▶ _Source data_:
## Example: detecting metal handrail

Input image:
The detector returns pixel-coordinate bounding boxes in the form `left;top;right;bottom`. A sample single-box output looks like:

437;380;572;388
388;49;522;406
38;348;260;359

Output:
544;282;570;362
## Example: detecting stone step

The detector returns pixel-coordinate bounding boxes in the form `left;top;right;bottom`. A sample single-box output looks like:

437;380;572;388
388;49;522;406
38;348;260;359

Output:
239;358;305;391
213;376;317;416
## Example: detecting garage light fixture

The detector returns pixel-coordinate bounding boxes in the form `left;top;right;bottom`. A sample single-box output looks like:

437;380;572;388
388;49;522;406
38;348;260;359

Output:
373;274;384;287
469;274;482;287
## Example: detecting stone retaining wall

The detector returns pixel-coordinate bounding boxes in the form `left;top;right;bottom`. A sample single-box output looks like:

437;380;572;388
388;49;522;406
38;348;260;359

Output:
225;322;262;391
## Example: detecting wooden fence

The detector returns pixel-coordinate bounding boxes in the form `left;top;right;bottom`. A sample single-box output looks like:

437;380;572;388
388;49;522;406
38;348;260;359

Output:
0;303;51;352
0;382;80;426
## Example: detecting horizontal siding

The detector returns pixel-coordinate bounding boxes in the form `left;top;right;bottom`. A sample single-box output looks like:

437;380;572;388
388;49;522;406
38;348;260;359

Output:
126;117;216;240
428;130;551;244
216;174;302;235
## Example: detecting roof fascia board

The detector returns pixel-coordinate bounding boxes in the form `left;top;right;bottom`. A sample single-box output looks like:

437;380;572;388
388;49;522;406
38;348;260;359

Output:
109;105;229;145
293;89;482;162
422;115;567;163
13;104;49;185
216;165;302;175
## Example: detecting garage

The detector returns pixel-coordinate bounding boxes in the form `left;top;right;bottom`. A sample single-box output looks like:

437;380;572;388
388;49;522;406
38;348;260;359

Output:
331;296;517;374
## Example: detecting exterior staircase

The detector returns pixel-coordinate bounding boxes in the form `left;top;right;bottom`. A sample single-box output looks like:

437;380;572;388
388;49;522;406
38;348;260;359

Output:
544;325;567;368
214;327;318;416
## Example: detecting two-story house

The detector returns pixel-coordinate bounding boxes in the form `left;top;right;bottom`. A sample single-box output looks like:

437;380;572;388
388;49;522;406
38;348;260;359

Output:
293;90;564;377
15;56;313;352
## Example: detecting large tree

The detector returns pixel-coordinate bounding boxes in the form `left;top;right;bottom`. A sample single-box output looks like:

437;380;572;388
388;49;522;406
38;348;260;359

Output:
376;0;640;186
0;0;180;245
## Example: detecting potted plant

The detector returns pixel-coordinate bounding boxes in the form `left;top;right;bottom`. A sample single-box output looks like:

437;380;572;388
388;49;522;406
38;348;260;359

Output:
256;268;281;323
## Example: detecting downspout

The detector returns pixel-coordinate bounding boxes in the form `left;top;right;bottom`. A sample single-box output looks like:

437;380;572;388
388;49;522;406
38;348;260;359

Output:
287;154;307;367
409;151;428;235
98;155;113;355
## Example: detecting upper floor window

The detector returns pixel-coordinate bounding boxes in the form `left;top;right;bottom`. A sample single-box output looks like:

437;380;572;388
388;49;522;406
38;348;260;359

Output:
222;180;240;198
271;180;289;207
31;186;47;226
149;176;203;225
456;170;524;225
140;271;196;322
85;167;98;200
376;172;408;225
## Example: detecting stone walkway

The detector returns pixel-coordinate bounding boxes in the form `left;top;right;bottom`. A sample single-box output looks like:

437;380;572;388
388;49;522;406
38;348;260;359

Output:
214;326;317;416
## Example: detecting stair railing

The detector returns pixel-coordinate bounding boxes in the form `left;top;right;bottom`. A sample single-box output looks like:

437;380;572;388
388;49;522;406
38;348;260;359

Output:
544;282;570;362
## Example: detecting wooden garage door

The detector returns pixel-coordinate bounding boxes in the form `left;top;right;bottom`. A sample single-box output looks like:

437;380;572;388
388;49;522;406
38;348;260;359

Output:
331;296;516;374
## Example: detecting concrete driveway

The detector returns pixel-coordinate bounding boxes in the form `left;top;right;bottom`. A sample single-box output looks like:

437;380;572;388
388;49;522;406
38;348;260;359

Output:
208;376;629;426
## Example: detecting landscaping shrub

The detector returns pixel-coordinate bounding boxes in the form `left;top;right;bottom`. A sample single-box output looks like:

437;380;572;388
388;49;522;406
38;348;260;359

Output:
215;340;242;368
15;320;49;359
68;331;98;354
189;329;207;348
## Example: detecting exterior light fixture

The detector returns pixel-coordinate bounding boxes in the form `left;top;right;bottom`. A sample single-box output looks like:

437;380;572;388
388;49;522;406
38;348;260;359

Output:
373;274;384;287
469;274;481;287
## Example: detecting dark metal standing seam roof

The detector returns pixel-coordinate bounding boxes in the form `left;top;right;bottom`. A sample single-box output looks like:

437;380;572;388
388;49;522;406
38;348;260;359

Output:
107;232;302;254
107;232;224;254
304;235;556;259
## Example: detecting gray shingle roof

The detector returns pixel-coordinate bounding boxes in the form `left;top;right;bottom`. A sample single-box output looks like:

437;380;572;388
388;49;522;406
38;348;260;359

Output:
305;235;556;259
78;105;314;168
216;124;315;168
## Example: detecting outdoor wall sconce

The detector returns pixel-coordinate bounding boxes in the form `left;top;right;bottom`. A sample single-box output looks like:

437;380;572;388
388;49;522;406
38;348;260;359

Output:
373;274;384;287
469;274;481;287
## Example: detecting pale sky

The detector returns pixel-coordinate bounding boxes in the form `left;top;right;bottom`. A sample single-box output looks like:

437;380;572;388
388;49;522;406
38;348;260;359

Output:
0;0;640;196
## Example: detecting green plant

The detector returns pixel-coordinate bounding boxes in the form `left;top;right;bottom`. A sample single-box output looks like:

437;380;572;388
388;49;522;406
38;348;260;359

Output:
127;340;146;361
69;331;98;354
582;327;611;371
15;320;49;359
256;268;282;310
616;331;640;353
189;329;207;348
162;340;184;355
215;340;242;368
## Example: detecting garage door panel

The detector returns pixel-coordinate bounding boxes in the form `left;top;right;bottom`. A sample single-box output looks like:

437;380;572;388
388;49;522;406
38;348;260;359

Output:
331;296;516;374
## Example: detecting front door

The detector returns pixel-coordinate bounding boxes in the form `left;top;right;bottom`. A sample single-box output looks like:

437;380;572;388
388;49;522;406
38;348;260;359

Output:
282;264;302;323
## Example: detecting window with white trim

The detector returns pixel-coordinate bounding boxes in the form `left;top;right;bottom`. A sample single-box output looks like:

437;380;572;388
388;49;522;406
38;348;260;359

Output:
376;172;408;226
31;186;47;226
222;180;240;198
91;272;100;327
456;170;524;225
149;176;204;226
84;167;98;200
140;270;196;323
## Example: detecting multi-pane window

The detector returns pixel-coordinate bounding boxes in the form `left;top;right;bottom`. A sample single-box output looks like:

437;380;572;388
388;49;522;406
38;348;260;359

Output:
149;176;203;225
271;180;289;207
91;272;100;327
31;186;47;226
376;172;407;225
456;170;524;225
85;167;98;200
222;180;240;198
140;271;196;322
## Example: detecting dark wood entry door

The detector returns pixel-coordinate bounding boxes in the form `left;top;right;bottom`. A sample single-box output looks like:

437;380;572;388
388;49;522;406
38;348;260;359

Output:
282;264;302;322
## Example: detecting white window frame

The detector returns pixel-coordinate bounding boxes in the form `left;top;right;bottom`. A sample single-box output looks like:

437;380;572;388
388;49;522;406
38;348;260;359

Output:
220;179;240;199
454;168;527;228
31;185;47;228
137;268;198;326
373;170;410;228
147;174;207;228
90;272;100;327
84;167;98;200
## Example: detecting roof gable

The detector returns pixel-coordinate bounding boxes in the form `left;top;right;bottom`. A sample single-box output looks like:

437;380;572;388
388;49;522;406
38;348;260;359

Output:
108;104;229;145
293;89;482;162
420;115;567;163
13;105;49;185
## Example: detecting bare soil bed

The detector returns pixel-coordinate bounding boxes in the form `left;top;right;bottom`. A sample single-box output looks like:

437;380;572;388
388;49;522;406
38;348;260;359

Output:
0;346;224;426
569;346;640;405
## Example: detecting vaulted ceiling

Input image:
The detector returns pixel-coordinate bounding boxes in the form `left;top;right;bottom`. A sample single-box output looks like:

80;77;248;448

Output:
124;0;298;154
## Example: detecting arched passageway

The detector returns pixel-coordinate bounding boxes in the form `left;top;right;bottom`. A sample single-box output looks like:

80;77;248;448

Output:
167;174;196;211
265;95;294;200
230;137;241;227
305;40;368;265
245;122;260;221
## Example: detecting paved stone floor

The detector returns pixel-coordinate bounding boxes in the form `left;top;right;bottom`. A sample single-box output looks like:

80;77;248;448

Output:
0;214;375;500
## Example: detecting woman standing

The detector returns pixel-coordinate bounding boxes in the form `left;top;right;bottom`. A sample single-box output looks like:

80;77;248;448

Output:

▶ _Work required_: Extract each line of the records above that contains the string "exterior".

▶ _The result_:
## Example: detecting exterior staircase
## Example: detecting exterior light fixture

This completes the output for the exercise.